_TO DO_. Your answer consists of the lines in the data that contain "gate". Copy each of them.

_MATERIAL FOR THIS TASK_.

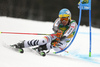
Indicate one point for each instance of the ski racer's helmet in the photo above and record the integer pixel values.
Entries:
(65, 13)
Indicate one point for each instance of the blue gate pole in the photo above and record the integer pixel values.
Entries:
(90, 29)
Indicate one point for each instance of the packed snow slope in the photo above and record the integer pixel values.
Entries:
(78, 51)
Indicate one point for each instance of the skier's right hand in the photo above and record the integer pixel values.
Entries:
(59, 34)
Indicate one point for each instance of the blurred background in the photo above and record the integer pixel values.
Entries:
(47, 10)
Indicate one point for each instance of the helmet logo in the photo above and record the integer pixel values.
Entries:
(67, 12)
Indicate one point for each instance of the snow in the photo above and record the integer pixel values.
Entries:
(78, 51)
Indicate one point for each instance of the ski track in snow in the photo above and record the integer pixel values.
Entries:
(78, 51)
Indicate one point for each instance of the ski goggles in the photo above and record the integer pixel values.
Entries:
(63, 15)
(64, 18)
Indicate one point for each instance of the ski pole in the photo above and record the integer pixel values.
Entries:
(61, 49)
(23, 33)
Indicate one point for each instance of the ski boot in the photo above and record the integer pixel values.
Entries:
(19, 47)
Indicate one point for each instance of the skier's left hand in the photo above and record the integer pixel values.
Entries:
(55, 42)
(59, 34)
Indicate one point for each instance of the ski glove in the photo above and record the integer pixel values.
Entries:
(59, 34)
(55, 42)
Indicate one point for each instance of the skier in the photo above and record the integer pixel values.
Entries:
(64, 28)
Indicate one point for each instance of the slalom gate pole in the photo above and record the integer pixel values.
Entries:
(23, 33)
(83, 5)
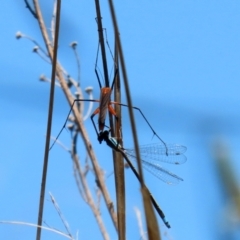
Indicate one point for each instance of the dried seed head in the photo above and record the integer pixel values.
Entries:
(42, 78)
(18, 35)
(73, 45)
(35, 49)
(88, 90)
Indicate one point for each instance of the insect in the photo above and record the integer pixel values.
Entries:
(158, 151)
(105, 105)
(151, 155)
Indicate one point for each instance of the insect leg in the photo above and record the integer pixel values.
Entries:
(125, 105)
(64, 125)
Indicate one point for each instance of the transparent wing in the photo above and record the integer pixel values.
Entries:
(171, 153)
(161, 173)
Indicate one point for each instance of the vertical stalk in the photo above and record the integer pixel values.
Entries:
(49, 124)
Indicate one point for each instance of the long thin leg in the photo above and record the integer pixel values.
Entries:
(114, 78)
(64, 125)
(156, 206)
(96, 72)
(125, 105)
(94, 113)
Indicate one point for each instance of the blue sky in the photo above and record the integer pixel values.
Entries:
(183, 62)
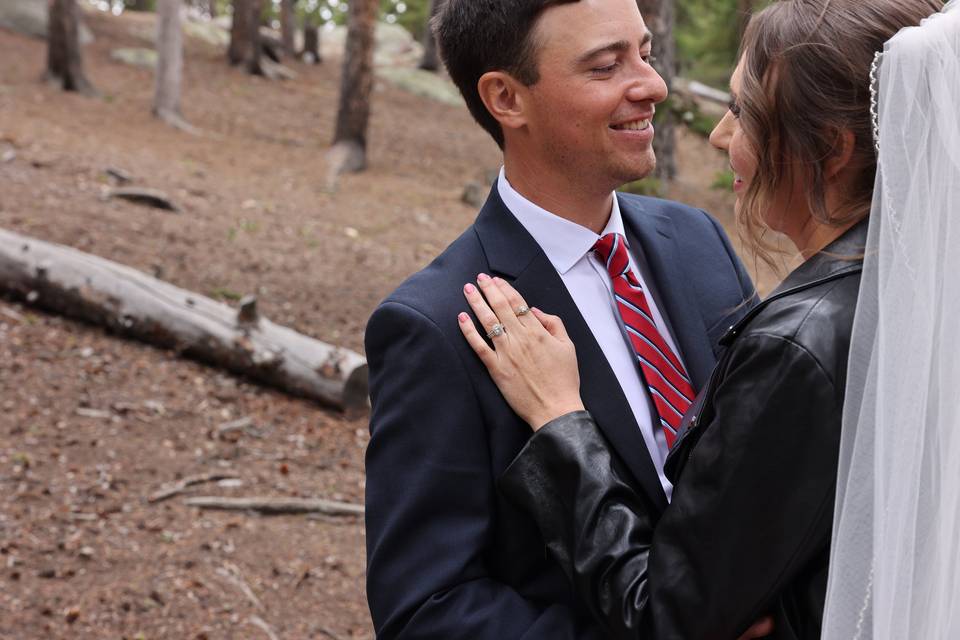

_EXPECTED OUTPUT_.
Indicate one point for each instance of the blue gate pole in the photo above and record the integer pixel values.
Indicate one point for each instance of the slalom gate pole in the photo above and record the integer pixel values.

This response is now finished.